:: EXTRACT

Eight years ago, I wrote an article on the art of time-framing our lives ~ or history, in general ~ for the sake of finding new levels of appreciation for how we value the spanning of time ~ depending upon when it happened and to whom it happened ~ in relation to our own feel for those same periods of time passage.
For example, 34 years passed from the time Babe Ruth hit a record 60 home runs in 1927 until the time that Roger Maris broke that record by hitting 61* homers in 1961. Since I wasn’t born until December 31,1937, I wasn’t even born when Ruth set the record, but, like many of you, I grew up with the thought of “Ruth’s 60” as something virtually eternal and unbreakable. Then, along comes Roger Maris in 1961, when I’m almost the same 34 years old it took in years time for anybody to become the next HR champion by hitting 61 in 1961 ~ and he does it ~ with the help of the eight extra games that the American League was playing in their 1961 first season of expansion franchise play. That fact alone was said to be the reason that Commissioner Ford Frick attached the infamous apostrophe to 61* for the sake of deference to the Babe’s “greater in fewer” games accomplishment. Unofficially, many added that Frick’s friendship and favoritism to Ruth over Maris may have played a hand in the addition of a qualifier taint to his 61 total in 1961.
Unlike the 34 year Ruth 60 period (1927-61), which had seemed eternal, the 61* year Maris period (1961-98) 37 year period as Greatest Single HR Season seemed to yours truly and others among us like a breath of fresh air. When Mark McGwire of the Cardinals (72 HR) and Sammy Sosa of the Cubs (66 HR) both broke Maris’s mark in 1998, they both made the cover of Time for saving baseball from the the stench of management-labor problems that had destroyed the 1994 season and World Series. Baseball pundits had latched onto their great power run competition as just the kind of tonic the game needed to restore the juices of broad fan support.

::::

[DIRECTION]
Answer these questions from the article on baseball's single-season home run record:
1. In what year did Babe Ruth hit his record 60 home runs?
2. Which commissioner added a qualifier to Roger Maris's 61 home runs?
3. How many home runs did Sammy Sosa hit in 1998?

:: GIVEN ENTRIES

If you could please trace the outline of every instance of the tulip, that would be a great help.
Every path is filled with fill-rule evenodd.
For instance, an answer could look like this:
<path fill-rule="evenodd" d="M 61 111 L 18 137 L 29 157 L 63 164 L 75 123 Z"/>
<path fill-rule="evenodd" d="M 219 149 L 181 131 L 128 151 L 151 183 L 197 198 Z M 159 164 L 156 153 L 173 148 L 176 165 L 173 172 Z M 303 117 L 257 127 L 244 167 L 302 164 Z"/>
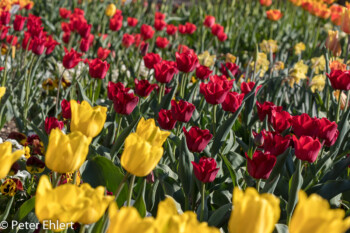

::::

[FULL ANSWER]
1. 1927
2. Ford Frick
3. 66